- [Exercise prompt]: Display every line in the rows below that contains the word "police".

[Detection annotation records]

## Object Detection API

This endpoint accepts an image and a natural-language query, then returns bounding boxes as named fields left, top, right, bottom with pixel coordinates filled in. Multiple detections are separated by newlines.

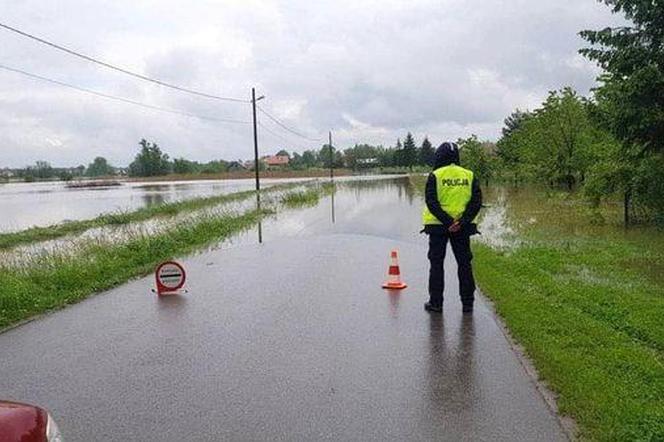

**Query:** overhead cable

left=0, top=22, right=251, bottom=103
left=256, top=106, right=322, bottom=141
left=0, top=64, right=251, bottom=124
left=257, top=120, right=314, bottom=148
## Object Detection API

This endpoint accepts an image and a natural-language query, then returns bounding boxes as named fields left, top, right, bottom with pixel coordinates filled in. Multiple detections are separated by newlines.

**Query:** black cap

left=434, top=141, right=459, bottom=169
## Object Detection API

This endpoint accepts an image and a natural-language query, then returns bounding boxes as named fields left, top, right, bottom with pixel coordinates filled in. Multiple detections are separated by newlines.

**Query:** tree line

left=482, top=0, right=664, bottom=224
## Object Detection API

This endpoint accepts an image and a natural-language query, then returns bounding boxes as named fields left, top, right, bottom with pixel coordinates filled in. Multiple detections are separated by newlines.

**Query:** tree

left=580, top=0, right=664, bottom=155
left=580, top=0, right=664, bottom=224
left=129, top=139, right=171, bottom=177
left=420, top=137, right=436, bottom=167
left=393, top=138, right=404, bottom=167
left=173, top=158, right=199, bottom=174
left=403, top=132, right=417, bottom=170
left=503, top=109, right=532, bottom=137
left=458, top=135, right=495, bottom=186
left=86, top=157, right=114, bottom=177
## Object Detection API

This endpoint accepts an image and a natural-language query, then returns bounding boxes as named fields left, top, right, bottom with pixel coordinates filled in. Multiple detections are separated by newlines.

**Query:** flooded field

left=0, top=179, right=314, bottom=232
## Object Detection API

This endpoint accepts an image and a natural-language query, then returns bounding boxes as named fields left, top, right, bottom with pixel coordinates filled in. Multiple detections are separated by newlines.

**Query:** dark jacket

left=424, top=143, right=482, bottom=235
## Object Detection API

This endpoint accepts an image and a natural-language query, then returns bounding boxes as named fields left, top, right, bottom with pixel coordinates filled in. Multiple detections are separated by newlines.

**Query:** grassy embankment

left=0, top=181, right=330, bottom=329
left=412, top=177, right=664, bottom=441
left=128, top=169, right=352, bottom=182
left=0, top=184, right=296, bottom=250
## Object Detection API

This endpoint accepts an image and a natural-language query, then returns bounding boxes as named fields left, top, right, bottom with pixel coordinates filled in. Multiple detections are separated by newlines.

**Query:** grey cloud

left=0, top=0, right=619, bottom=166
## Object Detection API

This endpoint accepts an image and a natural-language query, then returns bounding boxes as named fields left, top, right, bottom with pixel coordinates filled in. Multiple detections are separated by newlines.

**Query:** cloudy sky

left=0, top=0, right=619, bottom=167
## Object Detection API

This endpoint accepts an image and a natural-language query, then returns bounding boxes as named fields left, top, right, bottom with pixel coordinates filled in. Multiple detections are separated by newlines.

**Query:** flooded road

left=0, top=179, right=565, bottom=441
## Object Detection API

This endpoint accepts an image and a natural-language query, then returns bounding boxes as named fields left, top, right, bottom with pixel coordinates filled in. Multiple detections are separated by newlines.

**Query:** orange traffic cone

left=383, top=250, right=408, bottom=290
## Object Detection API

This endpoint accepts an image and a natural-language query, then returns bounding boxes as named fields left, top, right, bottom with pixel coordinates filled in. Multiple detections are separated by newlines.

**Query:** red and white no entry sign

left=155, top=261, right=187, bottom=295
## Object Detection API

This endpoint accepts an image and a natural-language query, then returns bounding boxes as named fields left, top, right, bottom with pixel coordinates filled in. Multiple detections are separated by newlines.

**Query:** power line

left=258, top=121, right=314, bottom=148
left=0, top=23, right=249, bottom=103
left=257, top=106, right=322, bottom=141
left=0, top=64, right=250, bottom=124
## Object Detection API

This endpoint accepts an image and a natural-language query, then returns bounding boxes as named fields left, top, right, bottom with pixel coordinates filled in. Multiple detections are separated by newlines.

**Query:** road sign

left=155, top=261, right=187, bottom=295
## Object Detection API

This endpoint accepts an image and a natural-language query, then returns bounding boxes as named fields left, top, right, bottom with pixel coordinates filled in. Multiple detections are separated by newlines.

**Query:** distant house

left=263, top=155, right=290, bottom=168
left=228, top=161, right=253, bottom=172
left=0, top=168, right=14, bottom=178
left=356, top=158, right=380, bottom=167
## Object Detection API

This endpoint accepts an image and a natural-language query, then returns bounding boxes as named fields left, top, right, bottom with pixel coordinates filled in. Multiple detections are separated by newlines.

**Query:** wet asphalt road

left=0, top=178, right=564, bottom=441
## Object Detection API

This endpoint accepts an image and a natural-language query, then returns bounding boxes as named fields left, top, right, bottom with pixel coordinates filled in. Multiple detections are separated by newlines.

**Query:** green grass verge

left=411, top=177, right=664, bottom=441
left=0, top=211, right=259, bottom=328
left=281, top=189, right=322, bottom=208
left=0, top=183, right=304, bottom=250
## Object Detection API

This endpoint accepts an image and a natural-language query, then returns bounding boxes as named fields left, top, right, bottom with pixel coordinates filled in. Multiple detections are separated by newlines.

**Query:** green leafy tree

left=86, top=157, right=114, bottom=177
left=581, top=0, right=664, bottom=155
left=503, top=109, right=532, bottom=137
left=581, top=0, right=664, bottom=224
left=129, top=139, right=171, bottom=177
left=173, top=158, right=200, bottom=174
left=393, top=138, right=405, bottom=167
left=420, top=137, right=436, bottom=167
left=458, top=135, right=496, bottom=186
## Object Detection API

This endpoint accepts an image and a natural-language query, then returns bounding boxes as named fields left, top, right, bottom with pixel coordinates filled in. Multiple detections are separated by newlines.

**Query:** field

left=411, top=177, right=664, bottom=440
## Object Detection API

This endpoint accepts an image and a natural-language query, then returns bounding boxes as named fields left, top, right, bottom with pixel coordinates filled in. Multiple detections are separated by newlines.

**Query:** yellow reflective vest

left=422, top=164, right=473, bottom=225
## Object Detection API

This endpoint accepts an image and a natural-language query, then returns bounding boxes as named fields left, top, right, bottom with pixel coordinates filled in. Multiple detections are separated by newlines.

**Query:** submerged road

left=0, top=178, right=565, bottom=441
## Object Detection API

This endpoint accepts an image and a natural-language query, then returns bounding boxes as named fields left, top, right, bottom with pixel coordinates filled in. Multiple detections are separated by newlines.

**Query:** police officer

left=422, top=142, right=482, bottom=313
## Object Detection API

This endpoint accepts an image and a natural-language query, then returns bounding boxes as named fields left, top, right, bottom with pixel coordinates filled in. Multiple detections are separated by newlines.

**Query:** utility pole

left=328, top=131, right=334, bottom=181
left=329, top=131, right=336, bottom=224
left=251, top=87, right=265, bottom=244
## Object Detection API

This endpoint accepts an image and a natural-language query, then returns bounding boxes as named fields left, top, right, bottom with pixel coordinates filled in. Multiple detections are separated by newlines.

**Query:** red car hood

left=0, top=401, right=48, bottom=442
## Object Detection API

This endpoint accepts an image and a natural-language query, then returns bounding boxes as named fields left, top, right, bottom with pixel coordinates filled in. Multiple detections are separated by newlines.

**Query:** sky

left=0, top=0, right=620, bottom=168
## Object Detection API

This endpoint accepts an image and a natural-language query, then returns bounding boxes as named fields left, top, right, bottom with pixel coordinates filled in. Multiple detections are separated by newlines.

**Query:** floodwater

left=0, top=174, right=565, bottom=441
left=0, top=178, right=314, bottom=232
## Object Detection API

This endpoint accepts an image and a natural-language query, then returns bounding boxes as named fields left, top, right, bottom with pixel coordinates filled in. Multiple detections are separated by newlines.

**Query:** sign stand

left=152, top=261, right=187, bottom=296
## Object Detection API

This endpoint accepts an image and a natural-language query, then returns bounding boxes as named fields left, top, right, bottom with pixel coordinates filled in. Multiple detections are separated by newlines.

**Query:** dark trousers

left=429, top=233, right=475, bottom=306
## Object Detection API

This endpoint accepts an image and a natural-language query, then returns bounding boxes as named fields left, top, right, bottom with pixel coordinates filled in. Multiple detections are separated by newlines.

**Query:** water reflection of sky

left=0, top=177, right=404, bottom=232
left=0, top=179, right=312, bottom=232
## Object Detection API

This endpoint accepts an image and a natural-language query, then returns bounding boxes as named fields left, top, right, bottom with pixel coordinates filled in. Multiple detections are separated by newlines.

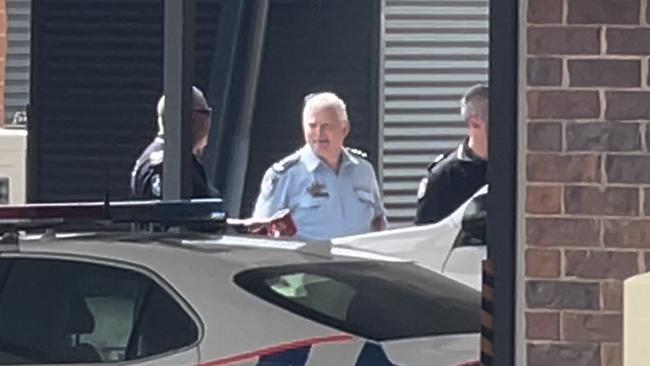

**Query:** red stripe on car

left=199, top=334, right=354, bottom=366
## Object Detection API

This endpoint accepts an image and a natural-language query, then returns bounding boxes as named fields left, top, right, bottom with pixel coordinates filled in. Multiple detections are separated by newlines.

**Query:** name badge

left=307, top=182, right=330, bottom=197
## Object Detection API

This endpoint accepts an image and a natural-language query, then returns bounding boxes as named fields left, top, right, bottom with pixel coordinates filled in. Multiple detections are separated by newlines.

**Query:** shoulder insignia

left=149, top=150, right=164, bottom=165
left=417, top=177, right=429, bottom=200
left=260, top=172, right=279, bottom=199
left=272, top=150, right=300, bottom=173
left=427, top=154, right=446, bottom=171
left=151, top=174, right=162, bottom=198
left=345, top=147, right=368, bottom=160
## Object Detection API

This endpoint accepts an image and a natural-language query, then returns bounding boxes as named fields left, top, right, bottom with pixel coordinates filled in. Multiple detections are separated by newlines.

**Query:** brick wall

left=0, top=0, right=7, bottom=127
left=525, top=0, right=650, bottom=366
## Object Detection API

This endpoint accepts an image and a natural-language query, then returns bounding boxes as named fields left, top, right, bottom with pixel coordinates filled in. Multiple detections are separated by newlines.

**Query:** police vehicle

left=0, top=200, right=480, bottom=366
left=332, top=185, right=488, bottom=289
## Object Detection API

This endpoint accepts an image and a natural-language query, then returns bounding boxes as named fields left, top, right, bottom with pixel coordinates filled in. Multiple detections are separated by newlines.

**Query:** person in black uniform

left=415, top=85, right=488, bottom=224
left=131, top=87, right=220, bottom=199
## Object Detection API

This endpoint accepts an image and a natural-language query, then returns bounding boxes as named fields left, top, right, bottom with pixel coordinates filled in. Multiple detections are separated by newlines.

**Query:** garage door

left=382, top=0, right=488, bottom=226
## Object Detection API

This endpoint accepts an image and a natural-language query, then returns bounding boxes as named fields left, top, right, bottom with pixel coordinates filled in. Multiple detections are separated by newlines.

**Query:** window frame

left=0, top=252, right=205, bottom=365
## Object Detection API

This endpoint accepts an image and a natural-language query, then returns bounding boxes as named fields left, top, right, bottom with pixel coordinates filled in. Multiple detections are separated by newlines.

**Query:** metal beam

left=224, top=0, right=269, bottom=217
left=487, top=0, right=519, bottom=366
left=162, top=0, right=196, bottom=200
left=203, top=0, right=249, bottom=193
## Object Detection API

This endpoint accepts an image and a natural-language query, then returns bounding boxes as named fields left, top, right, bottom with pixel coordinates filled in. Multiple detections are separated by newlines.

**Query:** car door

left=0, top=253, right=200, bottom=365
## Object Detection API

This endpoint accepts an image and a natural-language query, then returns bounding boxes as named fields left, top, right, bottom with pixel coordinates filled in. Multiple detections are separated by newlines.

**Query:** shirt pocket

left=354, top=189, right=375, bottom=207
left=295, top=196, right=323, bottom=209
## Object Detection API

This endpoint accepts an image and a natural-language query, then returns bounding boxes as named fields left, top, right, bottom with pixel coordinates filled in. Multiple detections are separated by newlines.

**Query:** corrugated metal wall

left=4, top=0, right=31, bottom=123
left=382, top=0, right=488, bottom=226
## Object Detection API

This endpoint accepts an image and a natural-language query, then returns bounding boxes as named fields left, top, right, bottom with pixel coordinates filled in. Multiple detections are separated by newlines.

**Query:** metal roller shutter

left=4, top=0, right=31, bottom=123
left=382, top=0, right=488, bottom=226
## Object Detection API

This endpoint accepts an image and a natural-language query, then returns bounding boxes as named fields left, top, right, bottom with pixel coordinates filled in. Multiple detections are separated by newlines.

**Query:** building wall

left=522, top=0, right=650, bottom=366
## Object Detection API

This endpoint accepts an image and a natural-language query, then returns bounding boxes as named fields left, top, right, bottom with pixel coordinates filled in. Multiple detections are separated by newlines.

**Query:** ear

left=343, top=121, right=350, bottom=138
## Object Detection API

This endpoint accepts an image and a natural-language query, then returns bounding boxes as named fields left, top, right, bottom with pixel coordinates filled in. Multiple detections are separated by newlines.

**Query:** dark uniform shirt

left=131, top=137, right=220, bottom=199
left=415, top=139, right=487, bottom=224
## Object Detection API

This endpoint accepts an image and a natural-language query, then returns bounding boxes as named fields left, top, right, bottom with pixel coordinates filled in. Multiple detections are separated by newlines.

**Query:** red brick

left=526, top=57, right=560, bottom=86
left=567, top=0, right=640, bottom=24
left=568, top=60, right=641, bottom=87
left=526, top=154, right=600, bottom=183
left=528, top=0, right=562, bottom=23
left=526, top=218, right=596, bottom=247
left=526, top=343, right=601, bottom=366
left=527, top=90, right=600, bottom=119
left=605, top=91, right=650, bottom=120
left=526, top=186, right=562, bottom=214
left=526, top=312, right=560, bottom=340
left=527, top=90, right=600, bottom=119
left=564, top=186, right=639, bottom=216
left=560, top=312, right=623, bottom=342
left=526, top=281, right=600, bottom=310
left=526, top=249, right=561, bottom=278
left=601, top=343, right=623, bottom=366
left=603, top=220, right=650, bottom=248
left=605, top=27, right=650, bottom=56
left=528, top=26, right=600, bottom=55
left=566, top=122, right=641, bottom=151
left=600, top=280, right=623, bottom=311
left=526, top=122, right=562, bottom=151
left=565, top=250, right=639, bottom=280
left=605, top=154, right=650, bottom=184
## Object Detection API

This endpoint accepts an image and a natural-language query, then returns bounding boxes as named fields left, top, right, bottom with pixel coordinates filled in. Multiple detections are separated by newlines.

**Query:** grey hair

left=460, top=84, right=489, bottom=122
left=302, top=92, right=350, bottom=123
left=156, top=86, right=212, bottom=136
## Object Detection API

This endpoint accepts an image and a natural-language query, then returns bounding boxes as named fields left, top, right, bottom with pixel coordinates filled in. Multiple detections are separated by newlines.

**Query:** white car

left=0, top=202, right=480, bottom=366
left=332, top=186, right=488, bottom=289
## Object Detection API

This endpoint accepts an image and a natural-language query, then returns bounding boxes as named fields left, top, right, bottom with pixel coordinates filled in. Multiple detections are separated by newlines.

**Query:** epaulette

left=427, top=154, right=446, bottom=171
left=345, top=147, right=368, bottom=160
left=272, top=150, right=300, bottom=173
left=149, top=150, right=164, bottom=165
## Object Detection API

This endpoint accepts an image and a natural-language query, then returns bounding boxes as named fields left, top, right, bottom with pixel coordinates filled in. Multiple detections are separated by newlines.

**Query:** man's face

- [Result below]:
**Query:** police officer
**Query:** police vehicle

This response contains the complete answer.